Reproduce all of the data below word for word, leaving out the image.

Image region labeling entries
────────────────

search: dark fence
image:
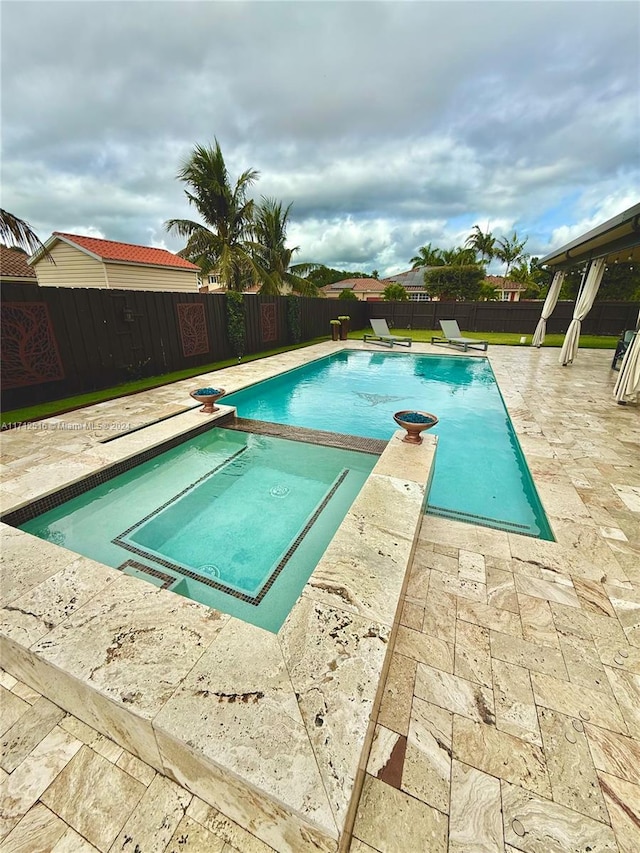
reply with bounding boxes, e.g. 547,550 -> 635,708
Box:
1,284 -> 639,411
1,284 -> 368,411
367,302 -> 640,336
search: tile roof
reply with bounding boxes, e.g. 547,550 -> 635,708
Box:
485,275 -> 527,290
0,245 -> 37,282
385,267 -> 433,290
321,278 -> 386,293
53,231 -> 200,272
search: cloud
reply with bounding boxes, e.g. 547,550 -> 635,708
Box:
1,0 -> 640,272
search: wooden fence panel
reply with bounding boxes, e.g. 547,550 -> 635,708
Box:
2,284 -> 640,411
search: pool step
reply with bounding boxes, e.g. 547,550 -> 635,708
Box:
216,415 -> 389,456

────────────────

▶ EXERCISE RESPONSE:
search: dark fence
image:
reply with bounding boxes, e.g. 547,550 -> 635,708
Box:
1,284 -> 639,411
1,284 -> 368,411
367,302 -> 640,336
search: tile roof
reply with bounding boxes, e.g. 547,550 -> 635,708
Box:
485,275 -> 527,290
0,245 -> 37,282
385,267 -> 433,290
321,278 -> 386,293
53,231 -> 200,272
search: cloud
reply with bounding boxes, e.g. 547,550 -> 635,708
Box:
1,0 -> 640,272
search: wooden fence panel
reply with bounding boxes, e.g. 547,550 -> 635,708
Box:
2,284 -> 640,411
search: pool step
reply with bounding boxes, e.g. 547,550 -> 635,708
Box:
216,415 -> 389,456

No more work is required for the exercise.